The fire chief in Portsmouth says they plan to vaccinate freshmen and sophomores at Portsmouth High School later this month, pending expected approval from state officials and permission from parents.

Todd Germain said on Wednesday that their first Pfizer vaccination clinic for those students is scheduled for May 27.

Germain said the fire department will not vaccinate middle school children against COVID-19.

The Seacoast Public Health Network is planning something for children who are 12 and up.

"It will be kind of a super site to get all the kids in the area," Germain said.

Germain and his team worked with volunteers from the network to vaccinate Portsmouth High School students over the age of 16 on April 19. Those students will get their second doses on Friday.

What's happening in other Seacoast communities?

Over the bridge in Strafford County, the public health network is planning two vaccination clinics on Saturday at Oyster River High School and Rochester Middle School.

Children who are over 12 and live in Strafford County are eligible to participate with parental permission.

Dover Fire Chief Paul Haas said on Wednesday that they will not be vaccinating youth over the age of 12. He said there is too much to coordinate with the end of the school year, and there are the two sites in Durham and Rochester which will serve that need.

By Kimberley Haas
By Kimberley Haas

Dover was one of the first fire departments in the state to administer vaccinations to teachers. That program started on March 12.

State to offer vaccinations as well

On Wednesday afternoon, Gov. Chris Sununu announced that the state will open appointments in VINI for children over the age of 12.

"We encourage all families to consider vaccinating their children, and to have those one-on-one conversations with their doctors should they have any questions," Sununu said in a statement.

Starting on Thursday, parents and guardians will be able to register and schedule a COVID-19 vaccine appointment for their children.

What do doctors recommend parents do?

Some pediatricians recommend parents consider getting their children vaccinated, including Walter Hoerman at Lilac City Pediatrics in Rochester.

Hoerman works as part of Greater Seacoast Community Health and said on Tuesday that he has no hesitation about the use of Pfizer vaccines in the teen population.

- **Exercises to complete**:
• A. From the article on youth COVID-19 vaccinations in the Seacoast area, set down the passage from "What's happening in" to "Rochester Middle School." word for word.
• B. Answer these questions using the article on youth COVID-19 vaccinations in the Seacoast area.
(i) On what date is the first Pfizer clinic for Portsmouth High School freshmen and sophomores scheduled?
(ii) At which two schools is the Strafford County public health network planning vaccination clinics on Saturday?
(iii) On what date did Dover's program to vaccinate teachers start?
• C. Write what comes next in the article on youth COVID-19 vaccinations in the Seacoast area, picking up after its final sentence.

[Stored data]
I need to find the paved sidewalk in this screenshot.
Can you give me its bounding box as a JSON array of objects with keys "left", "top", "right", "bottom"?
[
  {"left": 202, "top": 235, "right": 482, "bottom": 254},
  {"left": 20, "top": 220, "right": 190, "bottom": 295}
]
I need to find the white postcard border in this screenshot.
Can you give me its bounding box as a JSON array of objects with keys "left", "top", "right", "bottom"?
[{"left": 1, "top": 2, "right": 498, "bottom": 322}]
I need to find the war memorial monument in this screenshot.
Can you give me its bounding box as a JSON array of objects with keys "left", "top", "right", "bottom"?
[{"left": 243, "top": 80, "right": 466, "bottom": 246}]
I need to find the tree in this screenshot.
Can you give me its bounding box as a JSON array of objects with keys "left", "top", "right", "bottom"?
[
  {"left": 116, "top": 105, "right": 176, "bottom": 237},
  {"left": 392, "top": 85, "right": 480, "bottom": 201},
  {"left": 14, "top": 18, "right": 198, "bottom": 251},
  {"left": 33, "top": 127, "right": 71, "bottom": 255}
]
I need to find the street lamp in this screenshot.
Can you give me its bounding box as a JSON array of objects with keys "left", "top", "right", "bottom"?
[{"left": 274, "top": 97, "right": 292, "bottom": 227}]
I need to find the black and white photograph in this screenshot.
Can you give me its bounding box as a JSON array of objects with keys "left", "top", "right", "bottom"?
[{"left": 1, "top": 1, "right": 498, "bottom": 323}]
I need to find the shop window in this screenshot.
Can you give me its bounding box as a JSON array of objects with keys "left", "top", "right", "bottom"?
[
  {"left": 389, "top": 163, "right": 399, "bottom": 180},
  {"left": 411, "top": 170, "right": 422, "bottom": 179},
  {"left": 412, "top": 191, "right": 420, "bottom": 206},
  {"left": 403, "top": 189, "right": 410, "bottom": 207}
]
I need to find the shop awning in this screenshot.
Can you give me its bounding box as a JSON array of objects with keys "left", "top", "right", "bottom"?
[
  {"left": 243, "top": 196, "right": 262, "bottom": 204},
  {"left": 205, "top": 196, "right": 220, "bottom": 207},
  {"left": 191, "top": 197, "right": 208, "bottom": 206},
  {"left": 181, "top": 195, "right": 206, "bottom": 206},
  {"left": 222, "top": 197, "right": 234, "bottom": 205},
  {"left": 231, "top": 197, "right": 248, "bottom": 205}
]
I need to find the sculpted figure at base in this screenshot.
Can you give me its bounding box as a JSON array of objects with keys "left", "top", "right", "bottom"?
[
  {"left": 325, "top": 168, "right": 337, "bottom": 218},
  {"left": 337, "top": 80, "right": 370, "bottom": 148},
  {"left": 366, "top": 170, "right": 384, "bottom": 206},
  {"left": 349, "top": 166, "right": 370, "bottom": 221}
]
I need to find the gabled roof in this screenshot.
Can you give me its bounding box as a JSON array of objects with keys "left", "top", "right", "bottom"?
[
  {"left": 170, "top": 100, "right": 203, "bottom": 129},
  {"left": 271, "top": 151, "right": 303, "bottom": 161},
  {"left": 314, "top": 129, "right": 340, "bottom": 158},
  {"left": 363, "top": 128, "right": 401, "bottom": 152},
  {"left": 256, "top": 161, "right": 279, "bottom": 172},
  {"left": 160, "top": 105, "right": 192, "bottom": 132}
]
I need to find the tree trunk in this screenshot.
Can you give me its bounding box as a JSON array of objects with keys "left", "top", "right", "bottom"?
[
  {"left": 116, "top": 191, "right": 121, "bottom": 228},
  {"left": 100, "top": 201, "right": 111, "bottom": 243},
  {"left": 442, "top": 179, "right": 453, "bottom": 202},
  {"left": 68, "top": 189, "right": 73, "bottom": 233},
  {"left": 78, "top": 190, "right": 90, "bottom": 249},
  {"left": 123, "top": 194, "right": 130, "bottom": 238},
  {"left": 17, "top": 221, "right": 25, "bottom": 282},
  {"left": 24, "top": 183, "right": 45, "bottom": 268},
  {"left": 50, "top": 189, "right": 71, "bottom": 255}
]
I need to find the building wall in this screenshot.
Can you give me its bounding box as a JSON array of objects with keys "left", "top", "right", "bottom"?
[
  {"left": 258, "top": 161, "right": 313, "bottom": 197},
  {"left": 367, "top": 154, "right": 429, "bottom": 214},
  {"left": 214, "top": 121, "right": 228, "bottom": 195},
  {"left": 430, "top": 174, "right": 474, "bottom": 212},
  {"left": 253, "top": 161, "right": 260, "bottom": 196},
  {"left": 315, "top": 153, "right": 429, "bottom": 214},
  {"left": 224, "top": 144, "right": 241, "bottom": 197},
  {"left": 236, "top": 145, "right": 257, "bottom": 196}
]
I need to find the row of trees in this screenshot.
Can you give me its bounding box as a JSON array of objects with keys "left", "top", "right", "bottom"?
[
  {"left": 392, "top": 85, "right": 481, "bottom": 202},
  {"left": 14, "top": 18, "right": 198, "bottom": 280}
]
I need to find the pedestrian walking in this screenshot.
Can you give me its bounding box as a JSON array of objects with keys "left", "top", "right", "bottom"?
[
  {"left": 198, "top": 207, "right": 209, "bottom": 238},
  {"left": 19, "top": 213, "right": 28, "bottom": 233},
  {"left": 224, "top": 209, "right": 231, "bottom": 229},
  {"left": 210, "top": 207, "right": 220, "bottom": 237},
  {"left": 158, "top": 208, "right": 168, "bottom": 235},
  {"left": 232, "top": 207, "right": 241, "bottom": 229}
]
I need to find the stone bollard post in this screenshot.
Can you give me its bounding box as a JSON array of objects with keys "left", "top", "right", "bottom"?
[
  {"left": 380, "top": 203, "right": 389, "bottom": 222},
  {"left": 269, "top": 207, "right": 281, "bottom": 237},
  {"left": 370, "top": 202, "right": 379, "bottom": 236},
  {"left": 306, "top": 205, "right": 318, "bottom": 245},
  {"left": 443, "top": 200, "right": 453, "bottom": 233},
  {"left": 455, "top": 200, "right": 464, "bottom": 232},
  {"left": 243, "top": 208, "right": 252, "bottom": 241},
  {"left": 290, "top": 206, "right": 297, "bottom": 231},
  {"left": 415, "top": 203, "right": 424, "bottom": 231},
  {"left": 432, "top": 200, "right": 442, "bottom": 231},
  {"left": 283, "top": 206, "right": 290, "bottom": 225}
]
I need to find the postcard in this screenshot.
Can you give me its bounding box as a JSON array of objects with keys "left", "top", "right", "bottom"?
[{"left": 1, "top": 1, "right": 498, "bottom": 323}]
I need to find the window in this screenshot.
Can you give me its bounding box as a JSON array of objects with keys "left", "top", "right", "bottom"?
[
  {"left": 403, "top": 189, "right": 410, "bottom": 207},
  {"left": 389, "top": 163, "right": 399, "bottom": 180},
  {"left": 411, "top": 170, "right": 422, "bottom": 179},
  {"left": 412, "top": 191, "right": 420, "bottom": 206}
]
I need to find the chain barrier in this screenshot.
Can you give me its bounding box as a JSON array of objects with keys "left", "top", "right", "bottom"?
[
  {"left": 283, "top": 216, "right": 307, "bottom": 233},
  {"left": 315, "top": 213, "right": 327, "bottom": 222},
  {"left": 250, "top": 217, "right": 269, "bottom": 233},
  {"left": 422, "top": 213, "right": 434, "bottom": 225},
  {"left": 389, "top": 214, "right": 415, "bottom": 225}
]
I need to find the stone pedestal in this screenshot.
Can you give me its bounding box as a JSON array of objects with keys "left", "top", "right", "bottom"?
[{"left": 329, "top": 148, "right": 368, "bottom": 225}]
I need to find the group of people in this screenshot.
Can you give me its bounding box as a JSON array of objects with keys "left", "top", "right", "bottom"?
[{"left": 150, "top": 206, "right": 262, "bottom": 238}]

- **Solved tasks**:
• A.
What's happening in other Seacoast communities?

Over the bridge in Strafford County, the public health network is planning two vaccination clinics on Saturday at Oyster River High School and Rochester Middle School.

• B.
(i) May 27.
(ii) Oyster River High School and Rochester Middle School.
(iii) March 12.

• C.
Hoerman has treated patients who have been diagnosed with COVID-19. He said the long-term symptoms include prolonged headaches and fatigue.

Children can also temporarily lose their sense of taste and smell if they catch the virus, Hoerman said.

Some pediatricians are taking a reserved approach.

Chris Peterson of Londonderry Pediatrics is one of those doctors.

"We just don't see a lot of bad outcomes with COVID in the zero to 19 age group," Peterson said on Tuesday night.

Peterson said he is a "full-on vaccine person," and he would not stand in the way of any parent who wants their child to be vaccinated, but he is waiting for more information from the American Academy of Pediatrics before he recommends Pfizer for patients.

"From a guidance standpoint, there's a lack of guidance on this particular vaccine," Peterson said.

Peterson said parents should make sure their children get their standard vaccinations this spring and summer.

Peterson said that typically includes meningitis and HPV vaccines at 12 years old, a meningitis booster at 17 years old and a tetnus booster at 18 years old.

Peterson said that in his practice, he has been lucky, and no patients have had any lasting physical effects from COVID-19.

Children between the ages of 10 and 19 have accounted for 11,960 of the 96,933 positive COVID-19 infections in the state, according to Tuesday's numbers from the NH Department of Health and Human Services.

There have been nine hospitalizations and no deaths in that age range.